Stored data entries
***
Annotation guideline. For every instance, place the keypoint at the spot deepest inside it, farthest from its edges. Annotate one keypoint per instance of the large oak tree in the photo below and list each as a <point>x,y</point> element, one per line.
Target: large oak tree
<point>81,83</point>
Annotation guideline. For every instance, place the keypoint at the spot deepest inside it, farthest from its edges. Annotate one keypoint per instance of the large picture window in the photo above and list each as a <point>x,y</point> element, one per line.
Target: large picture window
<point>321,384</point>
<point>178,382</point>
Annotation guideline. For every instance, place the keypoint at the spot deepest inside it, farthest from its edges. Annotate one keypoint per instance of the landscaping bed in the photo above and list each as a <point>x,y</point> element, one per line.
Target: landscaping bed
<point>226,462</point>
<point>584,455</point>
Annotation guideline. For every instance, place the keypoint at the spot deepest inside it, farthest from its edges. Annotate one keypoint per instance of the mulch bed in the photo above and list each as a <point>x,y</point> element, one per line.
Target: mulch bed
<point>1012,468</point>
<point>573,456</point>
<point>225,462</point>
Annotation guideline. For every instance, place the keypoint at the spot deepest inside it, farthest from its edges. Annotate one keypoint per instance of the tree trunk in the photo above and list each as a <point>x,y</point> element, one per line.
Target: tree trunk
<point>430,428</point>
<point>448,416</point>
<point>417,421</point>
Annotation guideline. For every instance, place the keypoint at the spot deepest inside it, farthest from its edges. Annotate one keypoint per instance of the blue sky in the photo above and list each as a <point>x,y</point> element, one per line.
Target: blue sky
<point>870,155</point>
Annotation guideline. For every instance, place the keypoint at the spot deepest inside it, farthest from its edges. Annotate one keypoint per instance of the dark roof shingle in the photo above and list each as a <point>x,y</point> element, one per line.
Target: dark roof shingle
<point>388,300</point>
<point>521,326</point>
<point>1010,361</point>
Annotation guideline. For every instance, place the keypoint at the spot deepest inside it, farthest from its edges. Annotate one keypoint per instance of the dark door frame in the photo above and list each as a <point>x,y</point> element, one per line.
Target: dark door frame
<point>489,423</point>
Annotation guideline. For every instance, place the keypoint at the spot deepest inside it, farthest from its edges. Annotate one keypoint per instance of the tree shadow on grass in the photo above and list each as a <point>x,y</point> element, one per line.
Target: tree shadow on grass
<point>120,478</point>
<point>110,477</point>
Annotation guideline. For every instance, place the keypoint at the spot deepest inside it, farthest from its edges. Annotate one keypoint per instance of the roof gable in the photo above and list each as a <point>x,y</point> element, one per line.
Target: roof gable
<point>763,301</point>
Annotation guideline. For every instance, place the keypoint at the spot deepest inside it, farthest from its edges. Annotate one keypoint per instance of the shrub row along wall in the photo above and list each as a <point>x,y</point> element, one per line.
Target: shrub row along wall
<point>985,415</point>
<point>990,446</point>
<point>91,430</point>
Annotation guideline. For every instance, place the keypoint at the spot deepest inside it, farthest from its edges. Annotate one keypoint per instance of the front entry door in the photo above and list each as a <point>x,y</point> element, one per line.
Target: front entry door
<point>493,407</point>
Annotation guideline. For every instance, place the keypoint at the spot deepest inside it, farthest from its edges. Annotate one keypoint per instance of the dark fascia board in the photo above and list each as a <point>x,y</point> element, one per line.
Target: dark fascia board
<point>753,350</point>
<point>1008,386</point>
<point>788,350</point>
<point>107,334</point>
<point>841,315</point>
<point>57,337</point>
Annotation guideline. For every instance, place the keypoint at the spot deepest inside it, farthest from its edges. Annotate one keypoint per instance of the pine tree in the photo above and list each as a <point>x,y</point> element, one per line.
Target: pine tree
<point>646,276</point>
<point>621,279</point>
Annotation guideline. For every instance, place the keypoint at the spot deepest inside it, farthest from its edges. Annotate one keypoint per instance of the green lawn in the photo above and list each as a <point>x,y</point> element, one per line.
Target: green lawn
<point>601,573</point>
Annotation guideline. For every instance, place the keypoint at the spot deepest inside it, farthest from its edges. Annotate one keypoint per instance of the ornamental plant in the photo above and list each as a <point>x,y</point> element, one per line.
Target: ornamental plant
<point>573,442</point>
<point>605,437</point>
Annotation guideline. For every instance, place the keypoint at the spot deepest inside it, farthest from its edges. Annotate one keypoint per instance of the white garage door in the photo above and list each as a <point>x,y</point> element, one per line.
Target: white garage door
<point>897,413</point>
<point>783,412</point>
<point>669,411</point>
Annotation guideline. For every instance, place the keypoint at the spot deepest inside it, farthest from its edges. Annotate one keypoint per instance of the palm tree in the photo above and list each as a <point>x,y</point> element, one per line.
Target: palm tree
***
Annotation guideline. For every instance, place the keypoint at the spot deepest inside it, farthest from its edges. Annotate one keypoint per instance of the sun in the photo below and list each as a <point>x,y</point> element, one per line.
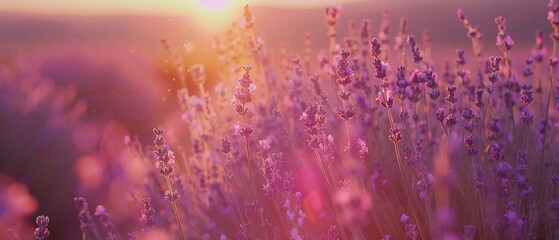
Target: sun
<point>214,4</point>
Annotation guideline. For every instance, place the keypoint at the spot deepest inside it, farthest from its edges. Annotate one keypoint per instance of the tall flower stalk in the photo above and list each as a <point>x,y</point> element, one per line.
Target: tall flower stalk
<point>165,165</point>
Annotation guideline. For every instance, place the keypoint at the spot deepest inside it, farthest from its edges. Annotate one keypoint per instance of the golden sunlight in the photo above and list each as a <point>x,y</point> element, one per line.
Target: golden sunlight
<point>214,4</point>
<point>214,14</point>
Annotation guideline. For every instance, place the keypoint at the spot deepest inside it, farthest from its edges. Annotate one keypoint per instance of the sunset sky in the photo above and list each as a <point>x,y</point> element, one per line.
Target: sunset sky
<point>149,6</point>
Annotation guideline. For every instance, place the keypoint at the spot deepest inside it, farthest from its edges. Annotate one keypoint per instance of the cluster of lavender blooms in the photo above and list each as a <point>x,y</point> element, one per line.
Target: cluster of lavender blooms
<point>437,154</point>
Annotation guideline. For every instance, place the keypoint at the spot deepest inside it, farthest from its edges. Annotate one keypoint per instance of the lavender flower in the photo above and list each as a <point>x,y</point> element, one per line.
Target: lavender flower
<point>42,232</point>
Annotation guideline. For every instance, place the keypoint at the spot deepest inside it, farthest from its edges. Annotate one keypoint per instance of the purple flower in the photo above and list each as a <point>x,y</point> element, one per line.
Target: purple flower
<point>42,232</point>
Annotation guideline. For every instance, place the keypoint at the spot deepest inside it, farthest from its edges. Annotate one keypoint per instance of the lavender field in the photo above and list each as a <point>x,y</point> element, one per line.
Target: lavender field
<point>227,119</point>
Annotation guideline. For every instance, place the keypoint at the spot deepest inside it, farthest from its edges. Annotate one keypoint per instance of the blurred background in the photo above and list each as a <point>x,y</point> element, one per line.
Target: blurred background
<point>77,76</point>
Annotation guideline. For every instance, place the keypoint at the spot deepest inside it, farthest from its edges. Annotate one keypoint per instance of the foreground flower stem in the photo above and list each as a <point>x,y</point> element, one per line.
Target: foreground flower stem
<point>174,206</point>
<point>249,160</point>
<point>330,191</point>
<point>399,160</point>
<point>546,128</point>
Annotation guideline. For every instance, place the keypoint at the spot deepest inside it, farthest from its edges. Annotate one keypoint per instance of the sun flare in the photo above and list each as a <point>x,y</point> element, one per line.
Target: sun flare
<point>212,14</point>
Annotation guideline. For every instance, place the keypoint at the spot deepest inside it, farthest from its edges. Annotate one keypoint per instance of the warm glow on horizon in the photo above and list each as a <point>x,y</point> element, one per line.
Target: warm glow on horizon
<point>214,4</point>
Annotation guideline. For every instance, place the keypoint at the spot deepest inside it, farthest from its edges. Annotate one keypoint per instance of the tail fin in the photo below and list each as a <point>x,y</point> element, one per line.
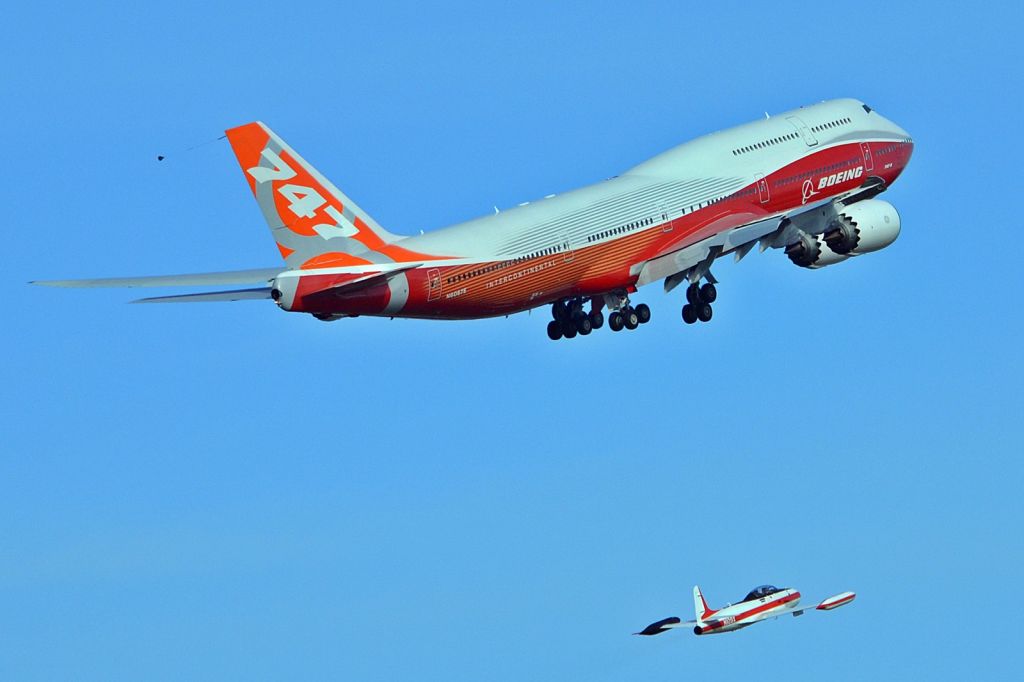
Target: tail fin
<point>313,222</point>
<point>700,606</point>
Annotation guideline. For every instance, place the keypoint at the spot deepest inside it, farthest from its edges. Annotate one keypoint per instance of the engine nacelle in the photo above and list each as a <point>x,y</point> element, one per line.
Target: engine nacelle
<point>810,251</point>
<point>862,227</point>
***
• [Problem to work on]: State how many lines in the records above contain the word "palm". Write the number alone.

• [Exercise response]: 2